* Problem requirements:
Copy out, without any change, the lines of the data from the line containing "written like (282,71)." through the final line, including both.

* START Material for this exercise *

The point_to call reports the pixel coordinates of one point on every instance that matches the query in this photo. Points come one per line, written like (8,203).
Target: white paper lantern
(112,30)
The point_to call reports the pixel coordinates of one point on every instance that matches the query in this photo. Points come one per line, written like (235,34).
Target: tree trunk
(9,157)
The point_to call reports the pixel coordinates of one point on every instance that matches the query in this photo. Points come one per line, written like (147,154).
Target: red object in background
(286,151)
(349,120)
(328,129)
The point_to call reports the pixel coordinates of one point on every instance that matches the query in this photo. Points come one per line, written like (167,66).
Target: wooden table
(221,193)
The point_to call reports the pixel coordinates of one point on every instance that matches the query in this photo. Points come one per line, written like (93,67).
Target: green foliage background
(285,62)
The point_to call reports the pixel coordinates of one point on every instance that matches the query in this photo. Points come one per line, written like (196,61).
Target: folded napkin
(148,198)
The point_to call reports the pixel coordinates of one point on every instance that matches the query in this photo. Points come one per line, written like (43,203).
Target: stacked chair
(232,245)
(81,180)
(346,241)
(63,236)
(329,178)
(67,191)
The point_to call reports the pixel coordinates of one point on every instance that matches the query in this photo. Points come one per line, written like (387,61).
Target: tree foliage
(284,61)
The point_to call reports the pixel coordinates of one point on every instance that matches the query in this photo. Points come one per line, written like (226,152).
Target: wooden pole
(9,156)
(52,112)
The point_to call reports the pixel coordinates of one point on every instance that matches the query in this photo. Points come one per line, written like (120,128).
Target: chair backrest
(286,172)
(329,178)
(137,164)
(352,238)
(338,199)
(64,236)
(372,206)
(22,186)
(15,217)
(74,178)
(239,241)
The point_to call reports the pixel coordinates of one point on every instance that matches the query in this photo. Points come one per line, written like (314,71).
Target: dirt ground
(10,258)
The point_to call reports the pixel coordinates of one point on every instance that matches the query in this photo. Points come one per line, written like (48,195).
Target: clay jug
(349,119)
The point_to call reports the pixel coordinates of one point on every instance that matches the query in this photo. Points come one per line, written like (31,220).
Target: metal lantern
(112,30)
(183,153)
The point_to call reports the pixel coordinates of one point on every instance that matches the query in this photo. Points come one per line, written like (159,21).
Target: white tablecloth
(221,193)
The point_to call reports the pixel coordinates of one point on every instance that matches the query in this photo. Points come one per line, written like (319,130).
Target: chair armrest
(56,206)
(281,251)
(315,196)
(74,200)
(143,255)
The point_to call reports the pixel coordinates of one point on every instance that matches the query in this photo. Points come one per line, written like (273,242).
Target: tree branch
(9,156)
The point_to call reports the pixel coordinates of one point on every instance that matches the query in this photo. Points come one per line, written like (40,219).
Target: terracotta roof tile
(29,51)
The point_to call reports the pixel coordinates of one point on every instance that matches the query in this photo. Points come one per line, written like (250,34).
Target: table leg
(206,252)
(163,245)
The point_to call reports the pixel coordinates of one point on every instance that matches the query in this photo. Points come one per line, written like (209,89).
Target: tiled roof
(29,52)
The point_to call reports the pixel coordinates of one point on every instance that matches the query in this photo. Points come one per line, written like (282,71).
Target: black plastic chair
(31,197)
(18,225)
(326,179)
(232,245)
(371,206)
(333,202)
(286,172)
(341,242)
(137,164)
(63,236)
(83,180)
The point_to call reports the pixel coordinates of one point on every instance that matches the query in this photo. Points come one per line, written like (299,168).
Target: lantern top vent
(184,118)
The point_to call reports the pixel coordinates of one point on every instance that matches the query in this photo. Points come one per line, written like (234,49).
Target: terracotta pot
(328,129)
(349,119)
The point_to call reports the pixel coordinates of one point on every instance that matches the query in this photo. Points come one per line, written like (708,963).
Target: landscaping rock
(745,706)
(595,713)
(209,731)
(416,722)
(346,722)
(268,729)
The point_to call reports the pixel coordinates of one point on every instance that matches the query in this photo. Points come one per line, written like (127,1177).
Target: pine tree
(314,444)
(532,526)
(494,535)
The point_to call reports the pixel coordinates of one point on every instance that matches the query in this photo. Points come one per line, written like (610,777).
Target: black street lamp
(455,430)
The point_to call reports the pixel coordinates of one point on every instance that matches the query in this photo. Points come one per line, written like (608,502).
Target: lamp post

* END Material for this exercise *

* Written solution:
The point_to call reports the pixel coordinates of one point on every instance that matches the query in this photo. Points come one per line, written like (282,71).
Target: black plastic chair
(31,197)
(18,225)
(326,179)
(232,245)
(371,206)
(333,202)
(286,172)
(341,242)
(137,164)
(63,236)
(83,180)
The point_to call reports the pixel coordinates of one point on every instance that matches the query in this photo. Points come one per line, written like (299,168).
Target: lantern top vent
(184,118)
The point_to call reports the pixel coordinates of one point on every instance that matches the query in this photo. Points come one per line, written like (234,49).
Target: terracotta pot
(328,129)
(349,119)
The point_to call reports the pixel coordinates of one point on every instance that matches the query in this photo. Points come one per line, written like (708,963).
Target: landscaping rock
(745,706)
(595,713)
(209,731)
(416,722)
(346,722)
(268,729)
The point_to call reports the pixel coordinates of one point on every instance that matches the query in this photo. Points come one per line, written like (127,1177).
Target: pine tree
(314,444)
(532,526)
(494,535)
The point_to call reports the pixel coordinates of one point on every instance that matches the query in this photo. Points come one per line, written like (610,777).
Target: black street lamp
(455,430)
The point_to call reports the pixel coordinates of one point on every instance that matches the query in this photo. Points come one per line, written like (608,502).
Target: lamp post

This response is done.